Setting Invoice Payment Terms for UK Businesses

Alex Solo
byAlex Solo12 min read

Cash flow problems often start with a simple sentence on an invoice. A business agrees work quickly, sends the bill late, uses vague wording like “payment due ASAP”, and then spends weeks chasing money that should have landed already. Another common mistake is copying payment terms from another business without checking whether they fit your sector, your customer base or your contract. A third is relying on a verbal promise about when payment will be made, then finding the written paperwork says something else.

Clear invoice payment terms help you get paid faster, reduce disputes and give you a stronger position if payment is delayed. They also set the tone for the commercial relationship. This guide explains what setting invoice payment terms for businesses means in the UK, what legal points to check before you sign, the mistakes founders and finance teams make most often, and how to make your payment terms practical, enforceable and easier to manage day to day.

Overview

Invoice payment terms are the agreed rules for when, how and on what conditions a customer must pay you. The best terms are clear in the contract, repeated on the invoice, and realistic for the way your business actually operates.

In the UK, the wording matters because unclear payment timing, late fee clauses and inconsistent documents can make recovery harder and create avoidable disputes.

Dataset entries:
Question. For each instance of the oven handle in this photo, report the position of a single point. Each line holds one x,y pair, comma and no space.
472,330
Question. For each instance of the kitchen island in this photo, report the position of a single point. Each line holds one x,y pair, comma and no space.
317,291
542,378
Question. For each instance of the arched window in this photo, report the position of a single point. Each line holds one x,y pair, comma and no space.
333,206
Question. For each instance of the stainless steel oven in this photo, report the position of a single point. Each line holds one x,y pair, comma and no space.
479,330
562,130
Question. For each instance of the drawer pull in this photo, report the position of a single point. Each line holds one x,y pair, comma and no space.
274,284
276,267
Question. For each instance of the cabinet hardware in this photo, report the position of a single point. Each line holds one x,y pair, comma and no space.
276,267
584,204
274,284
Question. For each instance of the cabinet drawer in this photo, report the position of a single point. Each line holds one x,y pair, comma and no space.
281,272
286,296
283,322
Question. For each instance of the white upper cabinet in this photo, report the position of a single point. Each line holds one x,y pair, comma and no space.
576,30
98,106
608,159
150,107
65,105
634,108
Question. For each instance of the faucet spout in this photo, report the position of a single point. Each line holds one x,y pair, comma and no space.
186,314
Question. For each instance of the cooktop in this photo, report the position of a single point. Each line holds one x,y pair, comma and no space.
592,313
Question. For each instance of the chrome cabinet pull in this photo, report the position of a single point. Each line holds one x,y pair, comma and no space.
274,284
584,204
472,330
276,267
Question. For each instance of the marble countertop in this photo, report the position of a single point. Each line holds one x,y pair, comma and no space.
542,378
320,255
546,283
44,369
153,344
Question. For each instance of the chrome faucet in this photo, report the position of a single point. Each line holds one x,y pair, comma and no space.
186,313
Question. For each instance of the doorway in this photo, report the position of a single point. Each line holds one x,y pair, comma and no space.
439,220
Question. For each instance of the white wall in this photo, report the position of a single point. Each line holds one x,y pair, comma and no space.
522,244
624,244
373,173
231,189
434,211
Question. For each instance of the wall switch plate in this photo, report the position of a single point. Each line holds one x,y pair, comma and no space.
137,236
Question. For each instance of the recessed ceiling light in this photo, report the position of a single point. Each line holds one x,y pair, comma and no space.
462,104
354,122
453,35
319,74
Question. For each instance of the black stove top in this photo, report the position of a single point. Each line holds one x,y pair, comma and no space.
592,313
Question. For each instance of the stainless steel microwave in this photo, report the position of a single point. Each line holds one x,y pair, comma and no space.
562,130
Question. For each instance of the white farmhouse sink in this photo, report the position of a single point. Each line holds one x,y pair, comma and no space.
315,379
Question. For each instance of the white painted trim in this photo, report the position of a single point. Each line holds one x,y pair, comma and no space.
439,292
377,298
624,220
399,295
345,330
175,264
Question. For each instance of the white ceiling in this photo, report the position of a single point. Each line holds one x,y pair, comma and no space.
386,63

Problems:
(A) Retype the part of the invoice payment terms guide starting with "Clear invoice payment" and going on through "create avoidable disputes.".
(B) Continue the guide on UK invoice payment terms from the point where it stops.

Responses:
(A)
Clear invoice payment terms help you get paid faster, reduce disputes and give you a stronger position if payment is delayed. They also set the tone for the commercial relationship. This guide explains what setting invoice payment terms for businesses means in the UK, what legal points to check before you sign, the mistakes founders and finance teams make most often, and how to make your payment terms practical, enforceable and easier to manage day to day.

Overview

Invoice payment terms are the agreed rules for when, how and on what conditions a customer must pay you. The best terms are clear in the contract, repeated on the invoice, and realistic for the way your business actually operates.

In the UK, the wording matters because unclear payment timing, late fee clauses and inconsistent documents can make recovery harder and create avoidable disputes.

(B)
  • Set a precise due date or a clear method for calculating it
  • Make sure your quote, proposal, contract, purchase order and invoice all say the same thing
  • State whether deposits, stage payments or upfront fees apply
  • Explain late payment charges, interest and debt recovery rights carefully
  • Check whether the customer is a business, public body or consumer, because the rules and expectations differ
  • Say how invoices must be issued and where they must be sent
  • Deal with disputes, part payments, set-off and suspension rights in the contract
  • Keep written records before you rely on a verbal promise about payment timing

What Setting Invoice Payment Terms Means For UK Businesses

Setting invoice payment terms means agreeing the payment timetable and consequences of late payment before the work is done, not improvising after the invoice has been ignored.

For many SMEs, payment terms are treated as an admin detail. Legally and commercially, they are part of your contract. They shape when payment falls due, what happens if the customer disputes the invoice, whether you can charge interest, and how much leverage you have if the account becomes overdue.

What payment terms usually cover

Most invoice payment terms deal with a small set of practical issues. If these points are not written clearly, this is where founders often get caught.

  • The due date, such as payment within 7, 14 or 30 days of the invoice date
  • The trigger for payment, such as order confirmation, delivery, project milestone or invoice receipt
  • Accepted payment methods, such as bank transfer or direct debit
  • Whether VAT is included or added separately
  • Deposits, retainers or stage payments
  • Whether late payment interest or fixed recovery charges apply
  • What happens if the customer raises a dispute
  • Whether you can suspend further work or withhold delivery if invoices remain unpaid

Why contract wording matters as much as the invoice

An invoice is not a magic legal tool that creates whatever terms you print on it. If the contract, quote, statement of work or purchase order says one thing and the invoice says another, the real question is what the parties agreed overall.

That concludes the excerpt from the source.